# How do you make an app?



## CWWoodworking (Nov 28, 2017)

I would like an app for my stores to use for pricing, options, and orders.

How hard is this? I know nothing about computers and app stuff.


----------



## BFamous (Jan 26, 2018)

Google Appcelerator. Its software made to allow making apps easier, but even then you need fairly strong computer knowledge…
Plus getting your apps listed in the Apple and Google app stores is a little bit of a task as well…

You're probably better off looking into a responsive design webpage. In non techy, that means just a webpage that serves the same function you are looking for, but that is also designed to look good on any size screen (PC, tablet, or phone…)


----------



## ppg677 (Jan 21, 2016)

If you're interested in an E-commerce website, there are services that make it easier.

Wix.com
Weebly.com
Squarespace.com


----------



## RichT (Oct 14, 2016)

> I would like an app for my stores to use for pricing, options, and orders.
> 
> How hard is this? I know nothing about computers and app stuff.
> 
> - CWWoodworking


Without experience you'll find it very challenging. What platform are you interested in? Windows, Mac, IOS, Android, Linux?


----------



## CWWoodworking (Nov 28, 2017)

Not interested in e-commerce.

I have a website. Wife is a graphic designer and she knew enough to get the job done. Think she could figure out the app?


----------



## RichT (Oct 14, 2016)

> I would like an app for my stores to use for pricing, options, and orders.
> 
> How hard is this? I know nothing about computers and app stuff.
> 
> - CWWoodworking


Without experience you'll find it very challenging. What platform are you interested in? Windows, Mac, IOS, Android, Linux? Also, what do you want it to do?


----------



## ppg677 (Jan 21, 2016)

> Not interested in e-commerce.
> 
> I have a website. Wife is a graphic designer and she knew enough to get the job done. Think she could figure out the app?
> 
> - CWWoodworking


No, an app involves software development which is not something you can pick up in a few weekends.


----------



## BroncoBrian (Jan 14, 2013)

Definitely not.

You should look for apps that you can license or white label. Don't try to develop something that already exists. Knowing graphic design and software development are as different as flying a jet and designing and building one.


----------



## AZWoody (Jan 18, 2015)

> I would like an app for my stores to use for pricing, options, and orders.
> 
> How hard is this? I know nothing about computers and app stuff.
> 
> - CWWoodworking


You say you want to do pricing, options and orders but don't want e-commerce?

That sounds exactly like what you want to do. An app would actually require someone to know your business, be interested in an item and download the app to do business with you versus a website that someone can search on google and find you.

What are you thinking is the benefit of an app?


----------



## WoodenDreams (Aug 23, 2018)

Put a post at your local community college, check to see if any of the students there could put one together.


----------



## RichT (Oct 14, 2016)

> Put a post at your local community college, check to see if any of the students there could put one together.
> 
> - WoodenDreams


That's a really good idea. Another is to give a site like freelancer.com a try.

» EXTRACTED DATA
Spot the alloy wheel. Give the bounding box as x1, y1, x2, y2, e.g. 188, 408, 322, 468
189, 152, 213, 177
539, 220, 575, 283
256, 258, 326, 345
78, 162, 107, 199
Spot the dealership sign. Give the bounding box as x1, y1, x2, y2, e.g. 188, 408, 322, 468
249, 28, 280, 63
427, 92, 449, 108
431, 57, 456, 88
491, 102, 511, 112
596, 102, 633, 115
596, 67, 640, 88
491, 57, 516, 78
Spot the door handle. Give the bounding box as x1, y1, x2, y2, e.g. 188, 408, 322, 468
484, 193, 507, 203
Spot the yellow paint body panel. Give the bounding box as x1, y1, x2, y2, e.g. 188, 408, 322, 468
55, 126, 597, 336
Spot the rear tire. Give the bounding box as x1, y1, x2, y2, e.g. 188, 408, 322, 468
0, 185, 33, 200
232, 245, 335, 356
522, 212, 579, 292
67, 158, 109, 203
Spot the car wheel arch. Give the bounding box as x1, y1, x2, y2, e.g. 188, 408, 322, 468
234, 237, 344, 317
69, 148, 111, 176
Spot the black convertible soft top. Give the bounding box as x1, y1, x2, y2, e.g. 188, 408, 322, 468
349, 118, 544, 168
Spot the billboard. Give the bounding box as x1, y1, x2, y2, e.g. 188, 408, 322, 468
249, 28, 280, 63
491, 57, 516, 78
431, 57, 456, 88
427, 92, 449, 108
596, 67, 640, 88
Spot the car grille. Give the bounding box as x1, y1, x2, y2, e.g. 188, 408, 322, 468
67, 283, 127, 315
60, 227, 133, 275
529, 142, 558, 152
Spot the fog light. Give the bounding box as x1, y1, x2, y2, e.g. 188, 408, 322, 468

» WRITTEN EXERCISE 1
In the forum thread about making an app, what does BroncoBrian compare the difference between graphic design and software development to?
» WRITTEN EXERCISE 2
Reproduce the part of the app thread starting at "You say you" and ending at "and find you.".
The records have nothing to do with what is asked here.

» WORKED SOLUTION 1
The difference between flying a jet and designing and building one.

» WORKED SOLUTION 2
You say you want to do pricing, options and orders but don't want e-commerce?

That sounds exactly like what you want to do. An app would actually require someone to know your business, be interested in an item and download the app to do business with you versus a website that someone can search on google and find you.